Excerpt provided ::
Things sound a bit promising, since its working for at least a little while. I'm a bit curious as to your switching your DOS packet driver and now ELKS works better, untouched. So there could be issues on the DOS end also?
I'd like to see screenshots of the select printks, etc.
With regards to the older 24-hour commit, that's probably ok. The -s option that was added only affects slip operation, the other code wasn't changed, just cleanup.
However - telnetd.c WAS changed, a one-liner at line 28, where /bin/login is execed, rather than /bin/sh. You can change that back and recompile telnetd to see if that changes anything and you get a shell prompt. It wasn't working for Paul.
If you're running with full ktcp debugging, perhaps a screenshot or two when its hung... however I can't duplicate anything over here yet on QEMU.
Things sound a bit promising, since its working for at least a little while. I'm a bit curious as to your switching your DOS packet driver and now ELKS works better, untouched. So there could be issues on the DOS end also?
I figured there had to be an interrupt problem, so I boded DOS and could't get packets in, only out. So - like I mentioned, I switched machines and Ethernet cards. Turned out there was indeed an interrupt problem with the first NE2K card - (soft configurable and I didn't find the tool to change it), so I dug out an older card... I'd like to see screenshots of the select printks, etc.
With regards to the older 24-hour commit, that's probably ok. The -s option that was added only affects slip operation, the other code wasn't changed, just cleanup.
Commit is af736b67. However - telnetd.c WAS changed, a one-liner at line 28, where /bin/login is execed, rather than /bin/sh. You can change that back and recompile telnetd to see if that changes anything and you get a shell prompt. It wasn't working for Paul.
If you're running with full ktcp debugging, perhaps a screenshot or two when its hung... however I can't duplicate anything over here yet on QEMU.
Coming!
-M
Boot messages & hang situation - after some activity. Command triggering the hang:
Ok - so you're running ktcp
directly from the /etc/rc.d/rc.sys startup script. That's fine.

Records shown ::
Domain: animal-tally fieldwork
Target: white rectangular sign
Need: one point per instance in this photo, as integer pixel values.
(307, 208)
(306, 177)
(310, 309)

Problem set ::
[A] Answer these questions using the ELKS networking discussion above the listing:
(i) At which line of telnetd.c was the one-line change made?
(ii) Which mode of operation does the added -s option affect?
(iii) From which startup script is ktcp being run?
[B] Continue the ELKS networking discussion from its last sentence onward.

Task answers ::
[A]
(i) Line 28.
(ii) Slip operation.
(iii) /etc/rc.d/rc.sys

[B]
However, I added the untested "-b" (run in background) option, but looks like the error messages are working, so we're probably ok there. It used to be run from the shell with "&", but that closes output file descriptors so I added the option to make things cleaner.
The 'select: Bad file number' is not a kernel printk. It is coming from the select() call in arp.c. After @cjsthompson's first commit to his outstanding cleanup PR, we realized that the "static int tcpdevfd" was in error in multiple source files, and was cleaned up (that is, all occurrences combined). See discussion in #507 for details. Since there is only one file number in that select(), and that is tcpdevfd, which is static and = 0, that's the problem for sure.
As a result, I suggest adding Christoph's PR #607, and recompiling all of ktcp, I think it will fix that error.
Interestingy, its possible that my -b option broke the incorrectly coded arp select() option - that is, when run async from the shell with "&", tcpdevfd would be the first file opened, and thus have the value of 0 - which would have matched an uninitialized static variable!!
We're making progress!
Thank you!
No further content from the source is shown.